§ Excerpt to read:
------------------------------------------------------------------------
Those moments, especially late in a round when mistakes are more wounding, are not atypical for a young player who wants it so much, and perhaps too much. But taking the long view, DeChambeau’s extreme level of talent and desire—that essential combination of how-to and want-to—bodes very well.

Like a lot of high achievers, DeChambeau has had to battle impatience and anger. In his early teens, his parents sent him to a psychologist to help him temper the same perfectionist expectations that bedeviled the player DeChambeau read in depth about before the Masters: Bobby Jones.

In a recent interview with Golf Digest, DeChambeau said that by his sophomore season at SMU, he was having so little success that he was ready to quit the game. “I was severely depressed,” he said. “I was shooting 75s and 76s, and becoming just a terrible, awful person to be around.” His mother, Jan DeChambeau, remembers that “there were times that Bryson would call home after a tournament he didn’t do well in and wonder, ‘Why is God doing this to me? I practice harder than everyone else.’ ”

DeChambeau says he turned his golf and his life around when his coach, Mike Schy, came to Dallas and gave him a copy of The Handbook of Athletic Perfection, by Wes Neal, a faith-based treatise. DeChambeau read it and had a realization. “I saw that I had made my golf score the center of my life,” he says. “That was my problem.”

Since then, DeChambeau’s mantra has been to simply “do my best” at all times. Part of that, in his view, is reaching out to the public to help make golf more popular. At Hilton Head there were kids wearing DeChambeau-type caps. And the 6-foot-1, 200 pounder who facially looks like Rob Gronkowski possesses plenty of ham. Last week, SkratchTV.com aired his respectable imitation of Bill Murray/Carl Spackler’s Dalai Lama riff in “Caddyshack.”
------------------------------------------------------------------------
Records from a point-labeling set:

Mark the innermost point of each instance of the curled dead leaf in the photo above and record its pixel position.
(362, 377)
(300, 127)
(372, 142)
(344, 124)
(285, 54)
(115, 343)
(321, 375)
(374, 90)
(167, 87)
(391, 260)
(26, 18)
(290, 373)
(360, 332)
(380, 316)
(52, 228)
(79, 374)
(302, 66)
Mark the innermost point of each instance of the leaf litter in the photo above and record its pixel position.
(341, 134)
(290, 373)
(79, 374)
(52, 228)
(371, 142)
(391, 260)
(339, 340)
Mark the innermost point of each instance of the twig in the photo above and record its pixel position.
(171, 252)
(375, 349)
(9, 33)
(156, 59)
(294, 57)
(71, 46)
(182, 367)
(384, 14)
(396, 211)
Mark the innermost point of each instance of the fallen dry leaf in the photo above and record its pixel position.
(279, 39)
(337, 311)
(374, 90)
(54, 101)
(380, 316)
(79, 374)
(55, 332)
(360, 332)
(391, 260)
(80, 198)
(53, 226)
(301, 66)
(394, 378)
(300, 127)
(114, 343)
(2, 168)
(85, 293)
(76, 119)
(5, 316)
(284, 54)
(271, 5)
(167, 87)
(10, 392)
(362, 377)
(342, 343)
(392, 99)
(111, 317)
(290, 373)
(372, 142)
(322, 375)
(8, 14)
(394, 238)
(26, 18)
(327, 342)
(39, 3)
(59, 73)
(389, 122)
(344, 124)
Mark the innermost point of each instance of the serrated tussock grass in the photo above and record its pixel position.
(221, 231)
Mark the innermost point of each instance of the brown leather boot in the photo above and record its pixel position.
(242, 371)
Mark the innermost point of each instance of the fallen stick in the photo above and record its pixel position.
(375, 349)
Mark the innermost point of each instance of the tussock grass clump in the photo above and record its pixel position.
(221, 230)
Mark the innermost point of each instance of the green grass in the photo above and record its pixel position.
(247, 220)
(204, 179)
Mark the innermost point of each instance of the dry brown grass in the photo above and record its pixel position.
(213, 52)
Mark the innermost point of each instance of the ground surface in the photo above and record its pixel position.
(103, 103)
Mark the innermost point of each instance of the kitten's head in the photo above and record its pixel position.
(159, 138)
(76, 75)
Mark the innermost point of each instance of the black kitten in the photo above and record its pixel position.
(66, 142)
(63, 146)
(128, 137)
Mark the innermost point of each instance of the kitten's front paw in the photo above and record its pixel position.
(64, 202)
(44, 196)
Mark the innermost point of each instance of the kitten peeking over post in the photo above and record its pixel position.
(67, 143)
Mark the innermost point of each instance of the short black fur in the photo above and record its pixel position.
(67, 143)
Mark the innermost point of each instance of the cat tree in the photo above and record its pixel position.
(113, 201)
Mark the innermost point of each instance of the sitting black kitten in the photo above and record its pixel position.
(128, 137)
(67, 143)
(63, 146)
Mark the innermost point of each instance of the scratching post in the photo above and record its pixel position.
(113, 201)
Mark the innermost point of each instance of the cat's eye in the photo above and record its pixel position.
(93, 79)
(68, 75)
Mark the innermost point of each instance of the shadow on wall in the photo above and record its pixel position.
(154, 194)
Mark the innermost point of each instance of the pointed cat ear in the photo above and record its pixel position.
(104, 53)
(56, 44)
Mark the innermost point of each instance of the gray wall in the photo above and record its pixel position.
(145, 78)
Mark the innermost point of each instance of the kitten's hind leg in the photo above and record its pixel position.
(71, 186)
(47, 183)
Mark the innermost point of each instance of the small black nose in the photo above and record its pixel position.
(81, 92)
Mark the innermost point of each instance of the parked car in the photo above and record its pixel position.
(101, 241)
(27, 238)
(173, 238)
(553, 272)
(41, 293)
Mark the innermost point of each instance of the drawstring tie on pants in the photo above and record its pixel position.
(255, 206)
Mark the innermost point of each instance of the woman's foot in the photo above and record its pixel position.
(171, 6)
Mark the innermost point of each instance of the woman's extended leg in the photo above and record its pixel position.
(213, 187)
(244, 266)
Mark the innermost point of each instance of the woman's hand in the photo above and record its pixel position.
------------------------------------------------------------------------
§ Set exercise 1: In the passage about DeChambeau, condense the paragraph beginning "In a recent interview with Golf Digest" into two sentences that keep its main facts.
§ Set exercise 2: Continue the passage about DeChambeau from its final sentence.
The records were drawn from a different source than the passage.

§ Exercise output 1: DeChambeau told Golf Digest that by his sophomore season at SMU he was shooting 75s and 76s, was severely depressed, was awful to be around, and was ready to quit golf. His mother, Jan DeChambeau, recalls him calling home after bad tournaments to ask why God was doing this to him when he practiced harder than everyone else.

§ Exercise output 2:
It’s a package that might engender resentment from fellow pros. Yet DeChambeau to all appearances is well-liked by young players who competed against him as an amateur, and respected by veterans for his good manners, intense work ethic, and just plain being good.

Even so, the attention DeChambeau draws almost demands that he play well to back it up. In his first press conference as a professional, he placed himself on a pretty high pedestal. “I will say to them I am an artist,” he said. “I love creating things. And that’s ultimately why I’ve become so scientific is because scientists out there are artists. I can tell you that. They go out there and are imagining things people aren’t thinking of. Coming up with equations, that's an art.”

In part because of the burden that comes with expectation, DeChambeau is still working on the equation involving ambition and emotion. On Friday, when his 69 was spoiled by a double bogey on the eighth hole and a bogey on the 18th, he alluded to internal issues. “I’m trying to make a non-emotional execution,” he said, “and I still get a little emotional out there.”

If scientists are also artists, as DeChambeau says, he always will. He’s too ambitious not to. He just has to figure it out.